- **WHAT YOU SHOULD DO**
Every line of the data below is to be duplicated exactly, pictures excepted.

- **PROVIDED RECORDS**

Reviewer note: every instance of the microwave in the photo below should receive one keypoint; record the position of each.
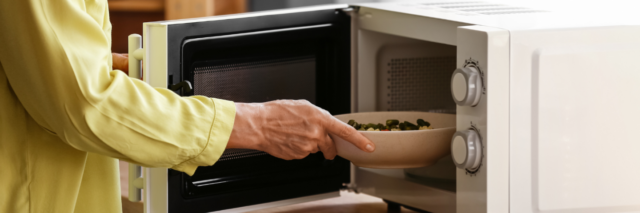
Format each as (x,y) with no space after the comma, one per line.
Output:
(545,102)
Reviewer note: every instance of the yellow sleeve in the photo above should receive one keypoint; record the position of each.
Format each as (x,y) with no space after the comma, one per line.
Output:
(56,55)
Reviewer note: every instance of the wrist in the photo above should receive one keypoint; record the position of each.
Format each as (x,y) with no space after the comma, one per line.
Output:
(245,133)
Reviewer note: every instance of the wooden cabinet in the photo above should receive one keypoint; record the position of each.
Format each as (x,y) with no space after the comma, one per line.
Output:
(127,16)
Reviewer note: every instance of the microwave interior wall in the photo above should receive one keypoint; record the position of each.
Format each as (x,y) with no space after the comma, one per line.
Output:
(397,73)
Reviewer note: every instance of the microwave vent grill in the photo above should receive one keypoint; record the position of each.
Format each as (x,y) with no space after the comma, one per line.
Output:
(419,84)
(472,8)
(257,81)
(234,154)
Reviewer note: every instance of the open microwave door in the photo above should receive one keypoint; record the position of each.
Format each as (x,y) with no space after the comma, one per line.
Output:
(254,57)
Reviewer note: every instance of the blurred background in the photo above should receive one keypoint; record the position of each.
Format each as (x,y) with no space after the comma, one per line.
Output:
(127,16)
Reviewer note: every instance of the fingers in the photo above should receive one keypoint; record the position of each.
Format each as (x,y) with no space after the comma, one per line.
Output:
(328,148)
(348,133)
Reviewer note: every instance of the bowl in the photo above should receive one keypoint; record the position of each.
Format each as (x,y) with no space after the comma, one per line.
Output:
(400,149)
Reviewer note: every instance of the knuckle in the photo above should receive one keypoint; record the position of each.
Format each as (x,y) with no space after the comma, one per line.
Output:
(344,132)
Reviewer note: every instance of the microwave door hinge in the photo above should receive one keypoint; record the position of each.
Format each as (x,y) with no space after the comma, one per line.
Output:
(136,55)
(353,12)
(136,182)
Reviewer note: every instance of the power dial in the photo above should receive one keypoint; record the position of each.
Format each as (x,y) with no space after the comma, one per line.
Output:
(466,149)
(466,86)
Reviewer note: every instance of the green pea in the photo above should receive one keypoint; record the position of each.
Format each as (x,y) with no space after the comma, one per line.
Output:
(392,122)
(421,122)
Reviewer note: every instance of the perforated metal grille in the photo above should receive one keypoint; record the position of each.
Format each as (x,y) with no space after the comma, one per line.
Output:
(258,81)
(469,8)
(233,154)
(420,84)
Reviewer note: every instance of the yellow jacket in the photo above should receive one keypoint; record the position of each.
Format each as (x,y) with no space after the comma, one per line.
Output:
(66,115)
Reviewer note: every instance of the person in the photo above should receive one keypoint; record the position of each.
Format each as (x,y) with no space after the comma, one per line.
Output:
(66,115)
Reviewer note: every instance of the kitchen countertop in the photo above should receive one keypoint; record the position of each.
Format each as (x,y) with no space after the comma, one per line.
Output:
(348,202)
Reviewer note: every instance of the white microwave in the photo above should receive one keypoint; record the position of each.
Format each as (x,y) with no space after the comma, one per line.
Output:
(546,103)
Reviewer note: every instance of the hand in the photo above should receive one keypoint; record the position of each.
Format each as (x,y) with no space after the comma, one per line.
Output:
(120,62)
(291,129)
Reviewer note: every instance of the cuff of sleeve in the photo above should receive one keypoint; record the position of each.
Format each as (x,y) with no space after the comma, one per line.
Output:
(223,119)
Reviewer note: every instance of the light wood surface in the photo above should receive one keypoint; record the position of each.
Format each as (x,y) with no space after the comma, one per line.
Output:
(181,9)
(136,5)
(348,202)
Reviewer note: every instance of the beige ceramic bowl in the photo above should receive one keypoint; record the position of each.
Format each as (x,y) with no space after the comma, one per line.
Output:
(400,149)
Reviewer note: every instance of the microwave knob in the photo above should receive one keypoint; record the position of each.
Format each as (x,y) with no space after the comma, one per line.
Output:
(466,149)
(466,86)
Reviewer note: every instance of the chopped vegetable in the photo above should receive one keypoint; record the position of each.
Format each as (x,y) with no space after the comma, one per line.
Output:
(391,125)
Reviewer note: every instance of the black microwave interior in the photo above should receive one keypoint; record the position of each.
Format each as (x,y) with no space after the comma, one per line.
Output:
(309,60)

- **RESULT**
Reviewer note: every instance of the microwave in the photo below should receive one keypoint; record the position of each.
Format each as (x,y) with no space after the comma, one per line.
Output:
(545,102)
Reviewer note: every instance of the yellow sleeve in the photo above should receive one keypoint; record the position of each.
Format each as (x,y) with no space after the comma, one per line.
Output:
(56,55)
Reviewer note: every instance of the wrist in the photo above should receive one keypoint; record the position of each.
Format each as (x,y) with no space after the comma, one per line.
Output:
(245,133)
Reviewer note: every instance of the wooden cabinet in the photo above should receive one keypoint; record the position of each.
Format each as (x,y) with no space after the comma, one per line.
Output:
(127,16)
Reviewer note: every instance of the microwave interior wall in the photo above should receive one keypoint; record the position of each.
Format each as (x,y) with no space after the comma, one per line.
Output:
(397,73)
Reviewer note: every instance of the microwave vent grill in the photo above should receive one keypoint; record the position of each.
Format each as (x,y) with no space after the comma, one per line.
Output:
(419,84)
(472,8)
(257,81)
(234,154)
Reviewer note: every instance of the open microwave door in the photo above should receive one keypoint; record the position of each.
Format each as (x,y) with no space after the comma, one per line.
Output:
(254,57)
Reviewer note: every instance of the blurred background in the photo above should receive one keypoint; record the position of each.
Format each as (x,y) with no space after the comma, one per line.
Output:
(127,16)
Reviewer note: every instance of the fingers in the photo above should receive one keypoint; record the position of each.
Format each as (x,y) with no space after the comma, one per line.
Output:
(328,148)
(348,133)
Reviewer note: every instance of the bowl in the photo above should receive one keypoint; record the position of each.
Format each as (x,y) with no space after the comma, one per line.
Output:
(400,149)
Reviewer note: every instance of the knuckle in the photo above should receive one keypoint; record the position of each.
Format each as (x,y) with no space after the comma, one per line.
Output:
(344,132)
Reviewer note: every instance of the microwave door hinge in the photo above should receive one keypoint; record the position of each.
Format each as (x,y) with no space after the comma, one per line.
Output:
(136,55)
(353,12)
(136,182)
Reviewer note: every instance of the power dial in the photo above should receive one keypoint; record the position of each.
Format each as (x,y) with no space after the comma, one per line.
Output:
(466,149)
(466,86)
Reviewer note: every instance of the green pea in the photo above should receive one keypoint; record the position of each.
Format each as (x,y) with no space after the comma, one per line.
Output:
(392,122)
(421,122)
Reviewer note: every instance of the perforated metal grille in the photo above should receive one keypoint; record the position of each.
Format each as (x,y) with no space after the comma, one per line.
Output:
(258,81)
(469,8)
(233,154)
(420,84)
Reviewer note: every instance of the yellow jacket in the photo above should receive one keypoint; record the position of each.
Format each as (x,y) with no space after the comma, one per line.
Output:
(66,115)
Reviewer note: every instance of the person in the photo above should receive one keypoint; record the position of each.
Format each as (x,y) with no space after the comma, one per line.
Output:
(66,115)
Reviewer note: every instance of the kitchen countertop in the photo above should receive one keypoint; record the position of each.
Format each as (x,y) with no space after the comma, one per line.
Output:
(348,202)
Reviewer note: every instance of the white microwave in the photo above should receive one keypoint; record the position of each.
Format each as (x,y) with no space after the comma, one per line.
Output:
(546,103)
Reviewer note: every instance of the hand in the photo above should receive one keypoint; record the position of each.
Format each as (x,y) with no space after the comma, one per line.
Output:
(120,62)
(291,129)
Reviewer note: every instance of the cuff of sleeve in the photo above should receive one keypoint; record the position of each.
Format each as (x,y) with no space after the comma, one per line.
Output:
(223,119)
Reviewer note: every instance of the light wood surface in the photo above should receive one keypoint; record the position of each.
Format each as (x,y) with no space after the comma, one per line.
Output:
(181,9)
(136,5)
(348,202)
Reviewer note: every instance of the beige ceramic bowl in the photo above should receive one keypoint; record the position of each.
Format each as (x,y) with no space after the comma, one per line.
Output:
(400,149)
Reviewer note: every instance of the microwave knob in the photo above should receive one keypoint; record the position of each.
Format each as (x,y) with no space after the comma, one per line.
Output:
(466,149)
(466,86)
Reviewer note: every instance of the chopped vegetable in the photo above should receive one keypoint; record the position of each.
Format each as (x,y) with no space after the comma, one per line.
Output:
(391,125)
Reviewer note: every instance of the black microwave interior in the photo above should receive one keypoint; record the position of each.
Format each as (x,y) with no space after the comma, one per line.
Output:
(309,60)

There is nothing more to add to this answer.